- Exercise goal
Reproduce verbatim the lines of the material below, from the line containing "4, row 131." through the line containing "column 87, row 86", including both of those lines.

(Rows from an object pointing dataset)

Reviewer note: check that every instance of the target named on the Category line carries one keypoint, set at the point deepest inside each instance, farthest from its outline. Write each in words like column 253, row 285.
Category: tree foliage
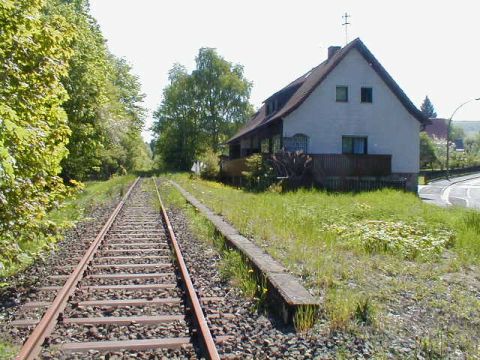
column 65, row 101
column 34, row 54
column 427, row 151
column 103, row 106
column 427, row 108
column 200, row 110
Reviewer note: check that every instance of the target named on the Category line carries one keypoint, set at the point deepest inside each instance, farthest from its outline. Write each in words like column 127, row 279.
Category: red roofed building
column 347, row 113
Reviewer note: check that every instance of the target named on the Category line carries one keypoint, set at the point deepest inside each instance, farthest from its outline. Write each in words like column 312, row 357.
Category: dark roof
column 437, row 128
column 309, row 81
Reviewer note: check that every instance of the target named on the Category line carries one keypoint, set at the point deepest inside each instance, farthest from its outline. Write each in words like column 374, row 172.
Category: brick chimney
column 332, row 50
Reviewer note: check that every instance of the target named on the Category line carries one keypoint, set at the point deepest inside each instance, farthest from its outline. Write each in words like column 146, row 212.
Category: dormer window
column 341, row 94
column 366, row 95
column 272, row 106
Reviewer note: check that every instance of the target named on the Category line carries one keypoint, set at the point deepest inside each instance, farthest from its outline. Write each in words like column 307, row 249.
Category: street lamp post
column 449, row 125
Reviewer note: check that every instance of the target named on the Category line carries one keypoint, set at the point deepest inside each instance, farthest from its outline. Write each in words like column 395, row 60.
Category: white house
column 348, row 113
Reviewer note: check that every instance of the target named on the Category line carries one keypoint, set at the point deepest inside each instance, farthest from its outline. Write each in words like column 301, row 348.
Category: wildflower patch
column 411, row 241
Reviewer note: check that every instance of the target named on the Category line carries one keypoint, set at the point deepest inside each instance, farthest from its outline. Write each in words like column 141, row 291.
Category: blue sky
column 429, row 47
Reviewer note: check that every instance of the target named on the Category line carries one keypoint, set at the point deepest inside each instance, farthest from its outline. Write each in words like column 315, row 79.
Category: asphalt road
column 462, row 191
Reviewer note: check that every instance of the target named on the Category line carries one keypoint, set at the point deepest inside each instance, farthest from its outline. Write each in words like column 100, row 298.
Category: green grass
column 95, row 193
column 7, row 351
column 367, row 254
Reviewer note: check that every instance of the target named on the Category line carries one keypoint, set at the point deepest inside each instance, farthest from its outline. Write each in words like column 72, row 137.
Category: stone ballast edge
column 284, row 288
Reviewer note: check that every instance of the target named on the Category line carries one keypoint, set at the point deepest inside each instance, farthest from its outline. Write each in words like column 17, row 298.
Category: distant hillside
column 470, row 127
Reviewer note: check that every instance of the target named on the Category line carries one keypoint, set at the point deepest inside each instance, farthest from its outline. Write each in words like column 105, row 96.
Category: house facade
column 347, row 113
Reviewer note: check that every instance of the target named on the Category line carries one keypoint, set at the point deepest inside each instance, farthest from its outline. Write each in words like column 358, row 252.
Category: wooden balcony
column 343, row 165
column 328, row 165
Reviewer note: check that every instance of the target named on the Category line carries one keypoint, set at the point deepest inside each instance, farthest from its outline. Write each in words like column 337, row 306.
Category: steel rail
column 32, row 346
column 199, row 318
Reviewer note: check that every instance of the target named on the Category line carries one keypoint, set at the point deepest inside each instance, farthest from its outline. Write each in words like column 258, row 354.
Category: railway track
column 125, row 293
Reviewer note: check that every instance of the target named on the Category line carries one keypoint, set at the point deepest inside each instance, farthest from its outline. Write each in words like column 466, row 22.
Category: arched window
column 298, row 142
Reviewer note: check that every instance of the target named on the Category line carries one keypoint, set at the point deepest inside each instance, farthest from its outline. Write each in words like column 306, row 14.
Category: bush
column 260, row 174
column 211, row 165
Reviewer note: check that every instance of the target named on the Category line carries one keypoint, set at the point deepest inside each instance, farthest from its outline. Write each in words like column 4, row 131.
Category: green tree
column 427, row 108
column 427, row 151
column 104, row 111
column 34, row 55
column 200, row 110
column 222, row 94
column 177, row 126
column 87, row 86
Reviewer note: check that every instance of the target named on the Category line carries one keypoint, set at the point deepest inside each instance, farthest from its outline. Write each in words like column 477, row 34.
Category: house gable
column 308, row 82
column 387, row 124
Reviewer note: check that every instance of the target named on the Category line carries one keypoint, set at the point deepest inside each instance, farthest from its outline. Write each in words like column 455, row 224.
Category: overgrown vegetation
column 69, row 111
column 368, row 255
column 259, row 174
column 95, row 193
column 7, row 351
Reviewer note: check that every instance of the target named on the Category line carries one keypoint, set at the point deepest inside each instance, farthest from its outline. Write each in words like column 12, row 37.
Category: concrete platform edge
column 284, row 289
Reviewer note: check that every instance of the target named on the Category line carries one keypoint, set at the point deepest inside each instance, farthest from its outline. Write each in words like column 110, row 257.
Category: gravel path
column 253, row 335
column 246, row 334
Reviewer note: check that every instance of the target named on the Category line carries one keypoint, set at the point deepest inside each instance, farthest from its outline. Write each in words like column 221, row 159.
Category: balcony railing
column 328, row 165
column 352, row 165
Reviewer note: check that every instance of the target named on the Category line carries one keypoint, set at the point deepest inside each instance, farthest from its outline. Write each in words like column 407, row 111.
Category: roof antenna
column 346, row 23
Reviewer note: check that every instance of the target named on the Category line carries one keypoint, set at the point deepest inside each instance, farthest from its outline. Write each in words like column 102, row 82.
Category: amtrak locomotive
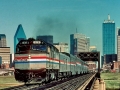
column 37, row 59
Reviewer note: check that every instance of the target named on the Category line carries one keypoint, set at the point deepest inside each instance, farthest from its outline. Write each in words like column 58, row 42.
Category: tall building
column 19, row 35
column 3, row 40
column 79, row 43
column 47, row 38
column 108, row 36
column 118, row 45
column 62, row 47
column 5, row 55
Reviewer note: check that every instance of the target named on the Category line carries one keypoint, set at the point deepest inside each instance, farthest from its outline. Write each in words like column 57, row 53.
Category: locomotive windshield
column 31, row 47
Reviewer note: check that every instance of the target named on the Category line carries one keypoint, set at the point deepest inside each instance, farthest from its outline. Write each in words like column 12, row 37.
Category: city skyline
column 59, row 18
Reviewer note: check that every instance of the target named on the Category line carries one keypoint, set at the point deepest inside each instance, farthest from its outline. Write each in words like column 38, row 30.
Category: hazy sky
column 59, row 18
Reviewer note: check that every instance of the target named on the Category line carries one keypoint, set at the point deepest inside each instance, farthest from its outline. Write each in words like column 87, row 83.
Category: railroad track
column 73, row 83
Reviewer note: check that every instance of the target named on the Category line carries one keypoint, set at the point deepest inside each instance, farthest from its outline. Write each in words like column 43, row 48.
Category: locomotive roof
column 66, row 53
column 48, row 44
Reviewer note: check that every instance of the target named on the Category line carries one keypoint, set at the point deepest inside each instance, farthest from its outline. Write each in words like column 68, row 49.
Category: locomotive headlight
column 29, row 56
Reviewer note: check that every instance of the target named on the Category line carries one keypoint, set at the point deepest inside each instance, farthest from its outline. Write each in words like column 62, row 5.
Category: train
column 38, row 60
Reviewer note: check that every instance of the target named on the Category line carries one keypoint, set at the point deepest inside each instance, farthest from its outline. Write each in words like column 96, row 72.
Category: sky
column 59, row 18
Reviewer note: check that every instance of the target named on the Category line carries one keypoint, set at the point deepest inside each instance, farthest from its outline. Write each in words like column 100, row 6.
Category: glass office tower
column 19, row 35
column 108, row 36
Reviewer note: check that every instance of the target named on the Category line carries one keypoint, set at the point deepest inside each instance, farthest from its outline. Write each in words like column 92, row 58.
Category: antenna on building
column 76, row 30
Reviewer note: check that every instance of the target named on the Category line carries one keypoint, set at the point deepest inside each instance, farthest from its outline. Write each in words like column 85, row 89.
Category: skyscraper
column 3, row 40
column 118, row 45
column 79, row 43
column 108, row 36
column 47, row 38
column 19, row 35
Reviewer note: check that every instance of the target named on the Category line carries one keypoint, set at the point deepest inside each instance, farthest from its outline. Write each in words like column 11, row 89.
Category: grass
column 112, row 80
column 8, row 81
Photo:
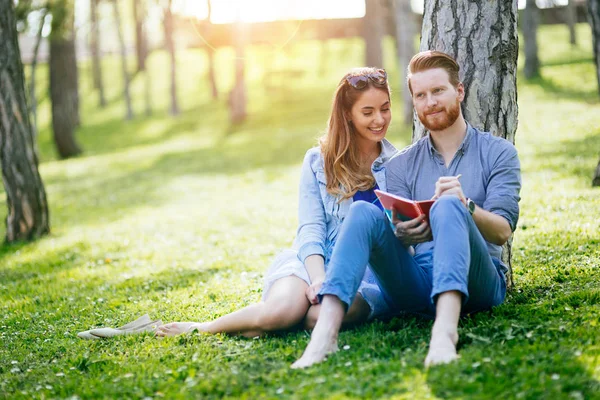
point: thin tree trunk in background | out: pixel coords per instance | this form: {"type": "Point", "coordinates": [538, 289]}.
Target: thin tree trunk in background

- The reply
Reviewer note: check that every instance of the target named on the Category line carries one keypoint, set at the point deepest inside each instance, farthest from its outline. Write each in words like column 4, row 131.
Category: green tree
column 427, row 108
column 427, row 151
column 104, row 111
column 34, row 55
column 200, row 110
column 222, row 94
column 177, row 126
column 87, row 86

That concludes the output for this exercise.